Requirement :: Return every line of the data below that contains the string "task", matching case exactly.

Object position labeling entries:
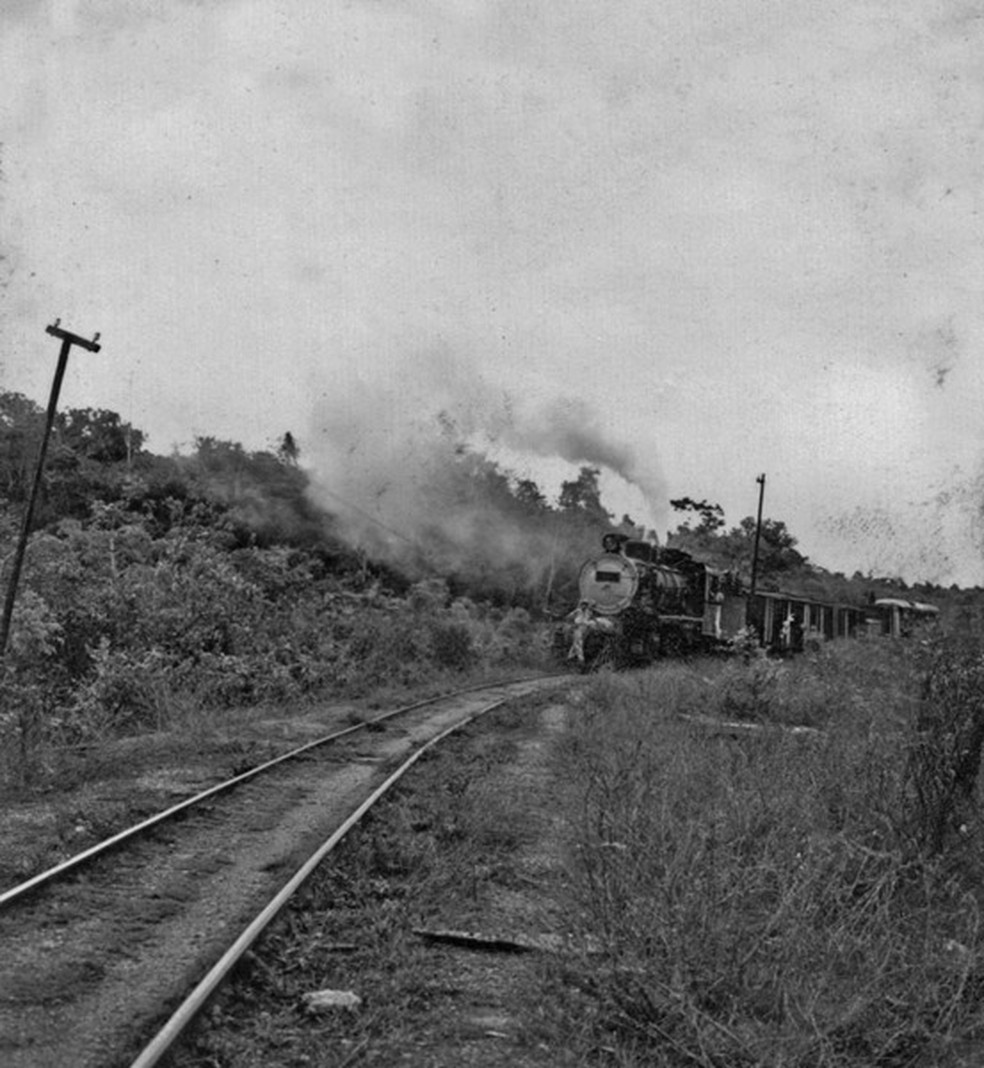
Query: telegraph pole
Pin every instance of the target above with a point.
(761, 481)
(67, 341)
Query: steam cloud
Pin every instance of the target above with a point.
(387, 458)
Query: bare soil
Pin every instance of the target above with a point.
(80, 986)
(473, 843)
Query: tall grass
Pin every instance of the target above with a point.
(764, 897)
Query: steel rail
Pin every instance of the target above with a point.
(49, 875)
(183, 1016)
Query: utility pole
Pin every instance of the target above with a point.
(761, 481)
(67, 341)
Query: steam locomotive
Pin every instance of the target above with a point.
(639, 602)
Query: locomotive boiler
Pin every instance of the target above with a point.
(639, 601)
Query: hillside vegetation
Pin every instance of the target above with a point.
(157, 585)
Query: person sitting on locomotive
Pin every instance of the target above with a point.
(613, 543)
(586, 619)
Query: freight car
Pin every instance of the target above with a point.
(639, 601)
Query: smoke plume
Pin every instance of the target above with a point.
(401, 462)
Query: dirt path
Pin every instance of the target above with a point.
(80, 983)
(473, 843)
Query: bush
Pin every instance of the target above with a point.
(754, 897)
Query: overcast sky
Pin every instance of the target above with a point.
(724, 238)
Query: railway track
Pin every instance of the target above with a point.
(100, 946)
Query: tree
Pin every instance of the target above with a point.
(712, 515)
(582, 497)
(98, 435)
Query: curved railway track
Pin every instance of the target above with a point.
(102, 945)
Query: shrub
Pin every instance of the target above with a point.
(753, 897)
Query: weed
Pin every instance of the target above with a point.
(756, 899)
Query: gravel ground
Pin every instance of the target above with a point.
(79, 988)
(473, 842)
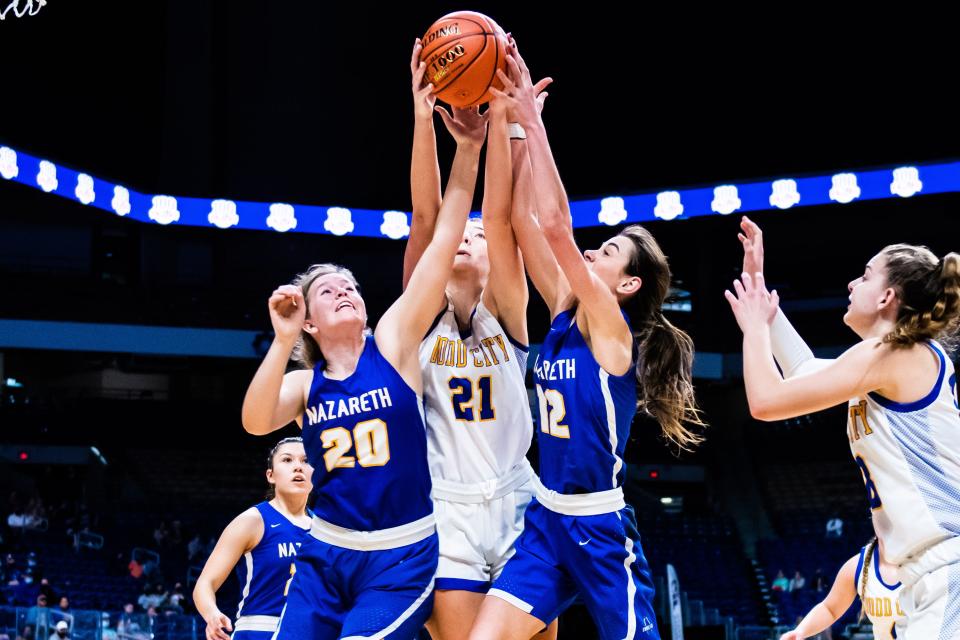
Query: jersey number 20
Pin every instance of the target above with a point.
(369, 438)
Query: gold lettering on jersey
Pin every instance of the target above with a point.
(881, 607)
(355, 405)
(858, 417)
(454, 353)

* * *

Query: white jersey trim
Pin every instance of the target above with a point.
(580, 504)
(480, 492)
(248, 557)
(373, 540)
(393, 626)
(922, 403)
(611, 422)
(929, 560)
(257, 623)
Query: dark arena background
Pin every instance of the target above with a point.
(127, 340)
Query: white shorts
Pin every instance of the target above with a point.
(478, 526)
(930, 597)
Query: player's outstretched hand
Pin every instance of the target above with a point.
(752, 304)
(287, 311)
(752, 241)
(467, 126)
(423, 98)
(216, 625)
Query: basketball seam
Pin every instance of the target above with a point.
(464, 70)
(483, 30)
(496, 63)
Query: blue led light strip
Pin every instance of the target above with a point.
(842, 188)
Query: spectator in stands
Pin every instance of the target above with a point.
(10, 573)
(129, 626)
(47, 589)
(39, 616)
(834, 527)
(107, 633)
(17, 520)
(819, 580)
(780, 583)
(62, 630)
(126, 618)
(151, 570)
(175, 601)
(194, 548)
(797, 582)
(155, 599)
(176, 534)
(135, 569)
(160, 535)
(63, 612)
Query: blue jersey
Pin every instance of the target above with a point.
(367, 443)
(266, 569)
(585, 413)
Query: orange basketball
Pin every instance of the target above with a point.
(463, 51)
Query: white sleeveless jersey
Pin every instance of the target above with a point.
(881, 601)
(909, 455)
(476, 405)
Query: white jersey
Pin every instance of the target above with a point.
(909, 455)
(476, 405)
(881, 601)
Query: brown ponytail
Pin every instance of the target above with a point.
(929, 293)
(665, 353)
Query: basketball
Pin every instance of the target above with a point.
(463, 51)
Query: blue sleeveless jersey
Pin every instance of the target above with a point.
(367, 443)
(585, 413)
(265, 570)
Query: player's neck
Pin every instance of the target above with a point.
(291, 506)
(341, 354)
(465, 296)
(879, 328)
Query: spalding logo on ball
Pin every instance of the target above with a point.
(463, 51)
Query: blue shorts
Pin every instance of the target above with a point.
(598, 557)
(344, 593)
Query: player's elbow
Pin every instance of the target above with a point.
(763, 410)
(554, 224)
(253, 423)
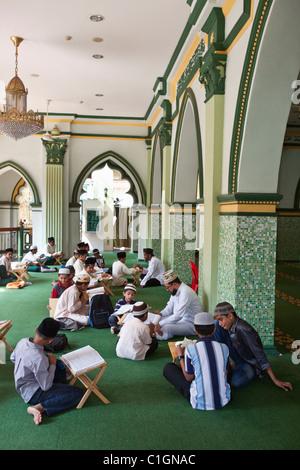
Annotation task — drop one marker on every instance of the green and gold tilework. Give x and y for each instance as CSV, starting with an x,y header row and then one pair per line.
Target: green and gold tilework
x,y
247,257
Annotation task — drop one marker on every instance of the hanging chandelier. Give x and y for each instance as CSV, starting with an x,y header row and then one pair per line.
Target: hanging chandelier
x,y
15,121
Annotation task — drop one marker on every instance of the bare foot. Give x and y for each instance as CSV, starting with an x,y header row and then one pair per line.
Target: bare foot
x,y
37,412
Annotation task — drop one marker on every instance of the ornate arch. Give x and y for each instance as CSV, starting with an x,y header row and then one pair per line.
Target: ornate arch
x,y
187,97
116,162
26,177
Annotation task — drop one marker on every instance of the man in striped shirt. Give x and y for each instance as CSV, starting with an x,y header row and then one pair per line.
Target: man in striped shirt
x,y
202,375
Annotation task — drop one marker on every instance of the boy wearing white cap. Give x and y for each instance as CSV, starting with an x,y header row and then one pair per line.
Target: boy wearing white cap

Written solution ::
Annotation task — drop one marker on every instance of the green and gold tilework. Give x and y for each instance as CSV, starting with an x,y header row and then one pair per line.
Annotation task — drop one marker on every instance of the hanging chandelier. Give x and y for each instance as CSV, starting with an x,y header row and then one pair per line.
Annotation task — drop one marker on every instance of the bare foot. Give x and y for each instance as CSV, starting with an x,y header row and then one pair per line.
Annotation task — drop one marker on every instance of the ornate arch. Give x and y for each instance as CSV, starting with an x,y header row and then one pair per line.
Annotation task — drop one marker on every instance of the man in striped shirt. Give x and y for each instance as CSV, starting with an x,y header row and then one pair per line.
Annotation task — drop one marker on every instance of the boy wearing white cap. Give x and y for each instance as CSV, starting with an x,y header row and then one pair per line.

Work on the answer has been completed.